## [Source extract]
══════════

How reliable are BSOD?

Question

I searched this question in superuser site, but no one posted it, so here is my question: Do BSOD gives us 100% accurate error?

yes, they will always show you the error that crashed the kernel. That said, that error may not always be the first error to occur (a poorly handled userland error can crash the kernel in rare cases), but yes, the BSOD will always show you the fatal error. — Frank Thomas, Nov 06 '15 at 05:10
An example of user mode code resulting in a kernel crash is if a protected system process, like winlogon.exe or lsass.exe, hits an unhandled exception and crashes. That's a "should never happen" condition, and there is no way to correctly restore state and keep going. So if any protected system process fails, that's considered a fatal system error, and a BSOD ensues. — Jamie Hanrahan, Nov 06 '15 at 15:56

score 7 · Accepted Answer · edited Mar 20 '17 at 10:16

The BSOD codes are exactly the parameters that were passed to KeBugCheckEx. The first such parameter is called the "bugcheck code". It is translated to the message you see on the BSOD. For example, bugcheck code 0x50 is PAGE_FAULT_IN_NONPAGED_AREA, 0x44 is MULTIPLE_IRP_COMPLETE_REQUESTS.

The other four parameters' meanings are specific to the particular bugcheck code. For example in the case of PAGE_FAULT_IN_NONPAGED_AREA one of the other parameters will indicate the virtual address that faulted. For MULTIPLE_IRP_COMPLETE_REQUESTS one of the parameters indicates the address of the IRP (I/O Request Packet).

However: A phrase we use often in kernel mode debugging is "the victim is not always the culprit". i.e. the code that was made to crash, is not always the culprit (the code that created the circumstances that caused the crash). The BSOD only identifies the victim. Even a minidump usually doesn't have enough info to go beyond that.

There are two broad categories of BSOD codes: Those that indicate an "assertion failure", and those that are due to an unhandled or unhandleable exception that was raised in kernel mode. (The debugger documentation does not clearly distinguish between these, although you can usually figure it out from the descrption of each bugcheck code.)

══════════

## [Items]

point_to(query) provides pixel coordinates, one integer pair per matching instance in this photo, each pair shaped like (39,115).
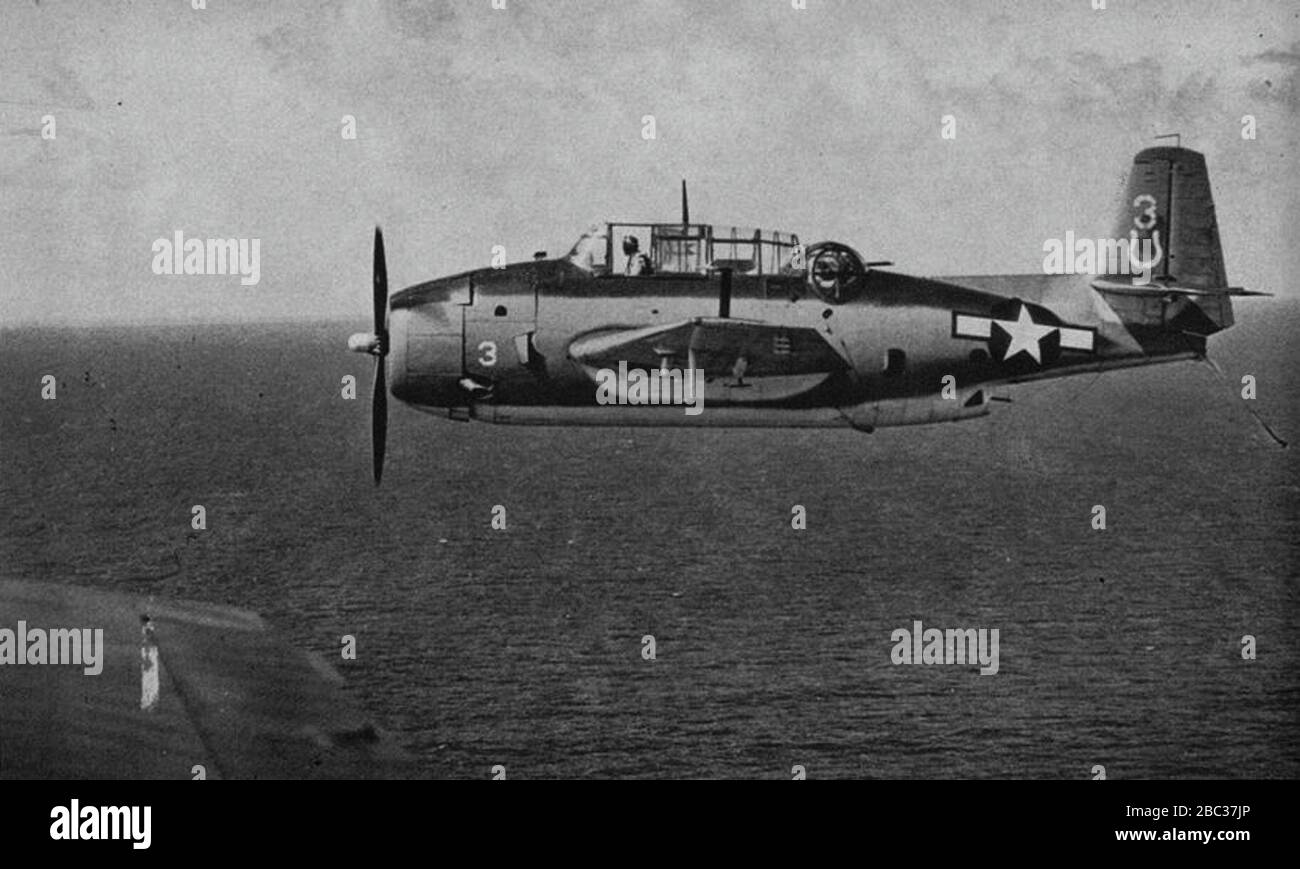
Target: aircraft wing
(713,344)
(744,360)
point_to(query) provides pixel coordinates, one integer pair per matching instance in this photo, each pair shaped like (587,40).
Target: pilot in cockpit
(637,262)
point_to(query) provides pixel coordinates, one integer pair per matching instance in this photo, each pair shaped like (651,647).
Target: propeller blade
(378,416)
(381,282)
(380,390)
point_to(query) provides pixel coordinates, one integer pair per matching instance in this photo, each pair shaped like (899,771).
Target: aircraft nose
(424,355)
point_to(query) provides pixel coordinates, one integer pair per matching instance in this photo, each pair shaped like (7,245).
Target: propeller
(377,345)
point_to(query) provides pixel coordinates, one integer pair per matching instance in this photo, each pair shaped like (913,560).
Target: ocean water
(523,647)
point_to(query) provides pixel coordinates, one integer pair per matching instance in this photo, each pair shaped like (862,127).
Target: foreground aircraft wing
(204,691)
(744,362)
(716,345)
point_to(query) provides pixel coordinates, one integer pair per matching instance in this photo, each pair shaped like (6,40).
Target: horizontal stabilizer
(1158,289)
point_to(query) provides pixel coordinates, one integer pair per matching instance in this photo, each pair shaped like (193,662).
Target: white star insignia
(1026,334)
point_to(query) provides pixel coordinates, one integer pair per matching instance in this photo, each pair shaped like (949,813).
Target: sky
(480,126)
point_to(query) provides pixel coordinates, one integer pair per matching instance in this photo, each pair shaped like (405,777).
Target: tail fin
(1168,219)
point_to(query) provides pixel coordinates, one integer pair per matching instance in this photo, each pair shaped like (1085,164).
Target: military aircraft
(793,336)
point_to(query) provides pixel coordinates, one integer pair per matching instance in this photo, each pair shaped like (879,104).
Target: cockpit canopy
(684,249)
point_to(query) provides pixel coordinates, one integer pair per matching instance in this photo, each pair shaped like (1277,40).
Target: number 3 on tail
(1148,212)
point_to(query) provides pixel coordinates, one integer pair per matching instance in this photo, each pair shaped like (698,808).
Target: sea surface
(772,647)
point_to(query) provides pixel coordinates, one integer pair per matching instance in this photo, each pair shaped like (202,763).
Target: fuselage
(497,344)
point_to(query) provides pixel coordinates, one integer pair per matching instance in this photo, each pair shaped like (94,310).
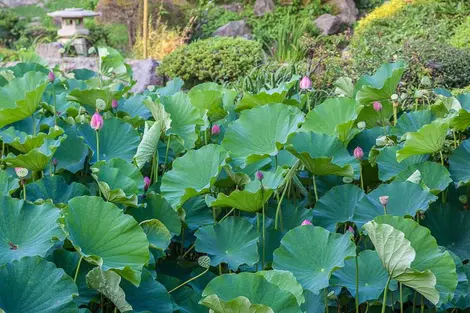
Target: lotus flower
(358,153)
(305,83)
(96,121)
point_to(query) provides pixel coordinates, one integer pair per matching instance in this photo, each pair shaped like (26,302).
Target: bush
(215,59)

══════════

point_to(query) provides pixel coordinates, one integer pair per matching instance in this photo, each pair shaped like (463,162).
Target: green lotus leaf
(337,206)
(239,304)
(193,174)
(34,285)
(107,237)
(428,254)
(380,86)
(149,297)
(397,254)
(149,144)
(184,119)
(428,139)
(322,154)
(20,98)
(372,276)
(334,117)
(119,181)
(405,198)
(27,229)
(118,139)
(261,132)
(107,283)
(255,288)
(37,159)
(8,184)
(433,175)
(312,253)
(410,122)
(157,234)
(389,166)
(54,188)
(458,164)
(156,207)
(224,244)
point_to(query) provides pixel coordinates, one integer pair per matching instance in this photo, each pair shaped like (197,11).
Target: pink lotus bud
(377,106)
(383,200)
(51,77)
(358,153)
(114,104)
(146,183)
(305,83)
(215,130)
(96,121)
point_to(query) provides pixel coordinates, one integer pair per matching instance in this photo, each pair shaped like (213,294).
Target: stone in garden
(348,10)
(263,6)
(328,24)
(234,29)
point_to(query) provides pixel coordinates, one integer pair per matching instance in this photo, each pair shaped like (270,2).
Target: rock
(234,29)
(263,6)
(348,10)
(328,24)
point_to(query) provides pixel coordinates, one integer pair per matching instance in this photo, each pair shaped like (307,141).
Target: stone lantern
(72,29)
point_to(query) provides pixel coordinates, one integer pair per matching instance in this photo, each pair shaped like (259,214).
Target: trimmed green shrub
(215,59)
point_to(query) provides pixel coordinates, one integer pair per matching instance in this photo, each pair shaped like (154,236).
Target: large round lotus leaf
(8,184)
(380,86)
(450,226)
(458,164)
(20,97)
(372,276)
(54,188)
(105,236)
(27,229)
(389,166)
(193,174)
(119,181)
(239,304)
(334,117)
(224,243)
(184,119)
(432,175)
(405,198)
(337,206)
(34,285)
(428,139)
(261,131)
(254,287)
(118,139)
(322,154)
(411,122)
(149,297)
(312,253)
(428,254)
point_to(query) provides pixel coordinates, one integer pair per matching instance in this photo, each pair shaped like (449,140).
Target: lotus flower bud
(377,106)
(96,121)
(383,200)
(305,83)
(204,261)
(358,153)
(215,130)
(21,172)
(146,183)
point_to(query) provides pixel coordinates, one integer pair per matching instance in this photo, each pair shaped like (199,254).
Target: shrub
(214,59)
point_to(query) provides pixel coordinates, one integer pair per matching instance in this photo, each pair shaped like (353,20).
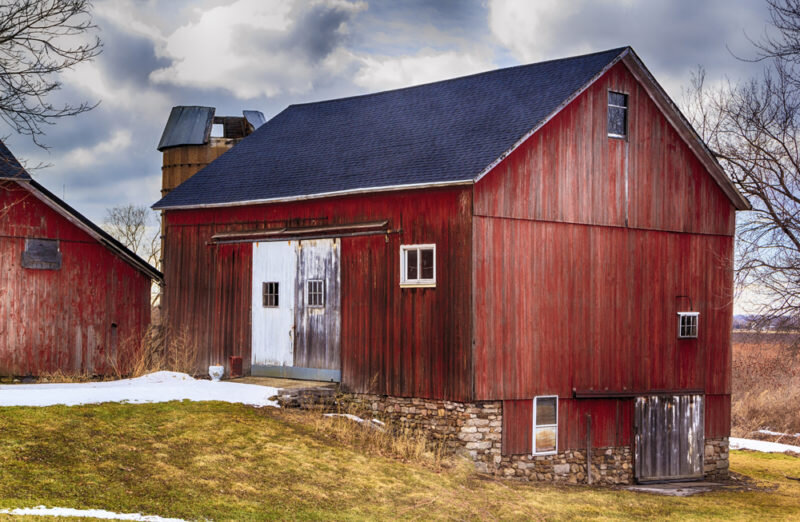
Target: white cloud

══════════

## [Aim of the task]
In the thread on BSOD reliability, why does an unhandled exception in a protected system process such as winlogon.exe or lsass.exe end in a BSOD? Answer in one to three sentences.

## [Problem solution]
That failure is a "should never happen" condition, and there is no way to correctly restore state and keep going. So any failure of a protected system process is treated as a fatal system error, and a BSOD follows.